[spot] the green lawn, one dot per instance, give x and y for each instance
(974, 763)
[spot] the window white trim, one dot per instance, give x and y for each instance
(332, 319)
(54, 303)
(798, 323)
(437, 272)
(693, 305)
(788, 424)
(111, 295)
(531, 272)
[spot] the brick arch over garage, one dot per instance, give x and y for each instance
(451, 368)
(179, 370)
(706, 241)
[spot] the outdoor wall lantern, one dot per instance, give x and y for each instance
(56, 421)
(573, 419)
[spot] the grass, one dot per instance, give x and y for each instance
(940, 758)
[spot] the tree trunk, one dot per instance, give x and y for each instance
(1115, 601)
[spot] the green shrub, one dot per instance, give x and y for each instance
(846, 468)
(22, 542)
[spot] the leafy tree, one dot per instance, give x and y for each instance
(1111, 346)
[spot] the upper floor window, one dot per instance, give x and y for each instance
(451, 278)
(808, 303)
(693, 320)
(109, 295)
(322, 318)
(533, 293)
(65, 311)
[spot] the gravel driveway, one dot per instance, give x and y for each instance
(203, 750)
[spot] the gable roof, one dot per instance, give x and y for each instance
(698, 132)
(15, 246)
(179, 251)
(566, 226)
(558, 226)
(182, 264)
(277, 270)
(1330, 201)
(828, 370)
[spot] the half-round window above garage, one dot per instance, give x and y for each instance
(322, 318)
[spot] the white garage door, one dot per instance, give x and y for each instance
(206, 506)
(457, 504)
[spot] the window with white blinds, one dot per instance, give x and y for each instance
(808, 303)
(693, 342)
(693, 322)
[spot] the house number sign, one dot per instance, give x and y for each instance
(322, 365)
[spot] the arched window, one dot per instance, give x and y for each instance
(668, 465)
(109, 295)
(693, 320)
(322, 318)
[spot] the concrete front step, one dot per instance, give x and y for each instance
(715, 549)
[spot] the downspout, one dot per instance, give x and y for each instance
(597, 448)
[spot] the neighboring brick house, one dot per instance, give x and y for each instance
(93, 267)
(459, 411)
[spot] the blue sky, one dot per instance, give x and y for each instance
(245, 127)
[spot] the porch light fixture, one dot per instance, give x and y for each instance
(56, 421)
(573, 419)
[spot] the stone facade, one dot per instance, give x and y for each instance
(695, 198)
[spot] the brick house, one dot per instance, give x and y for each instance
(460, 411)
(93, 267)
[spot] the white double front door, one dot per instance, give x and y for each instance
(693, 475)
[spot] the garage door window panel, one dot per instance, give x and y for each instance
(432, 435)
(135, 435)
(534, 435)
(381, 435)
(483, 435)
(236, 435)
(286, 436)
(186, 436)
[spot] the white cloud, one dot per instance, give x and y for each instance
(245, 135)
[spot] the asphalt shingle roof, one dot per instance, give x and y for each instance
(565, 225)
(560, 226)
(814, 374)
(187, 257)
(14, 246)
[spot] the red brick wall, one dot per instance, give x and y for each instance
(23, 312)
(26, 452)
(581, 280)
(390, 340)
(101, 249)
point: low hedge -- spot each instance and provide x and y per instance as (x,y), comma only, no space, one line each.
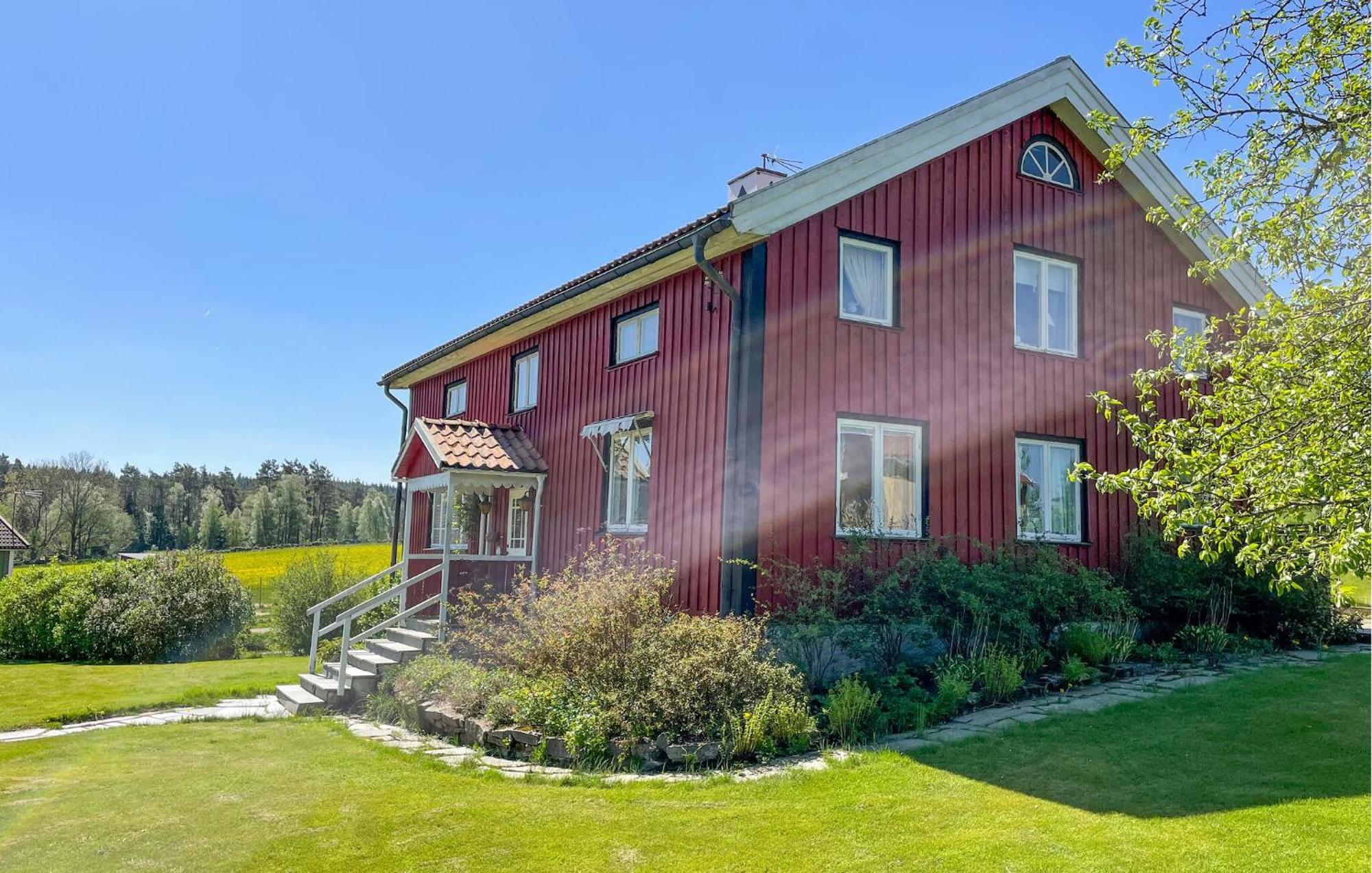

------

* Exercise goal *
Beginning with the line that holds "[spot] the white double", extract every line to the end of the material, exactly as it stands, and drop the pictures.

* Exercise answer *
[spot] the white double front door, one dot per instance, give x and y for each instance
(693, 475)
[spot] the garage door window panel, one dot per instance, give x and y for each instance
(432, 435)
(135, 435)
(534, 435)
(381, 435)
(483, 435)
(236, 435)
(286, 436)
(186, 436)
[spot] the white cloud, one dot per instance, give x and y for each instance
(245, 135)
[spot] the asphalt shingle roof, one dot per instance, give x and y for each instance
(565, 225)
(560, 226)
(814, 374)
(187, 257)
(14, 246)
[spot] the red brick wall, one dot per instance, give x and y for each instance
(23, 312)
(26, 452)
(581, 280)
(390, 340)
(101, 249)
point: low hedge -- spot each instance and provide x and y per instance as (x,y), comma only, no space, one line each.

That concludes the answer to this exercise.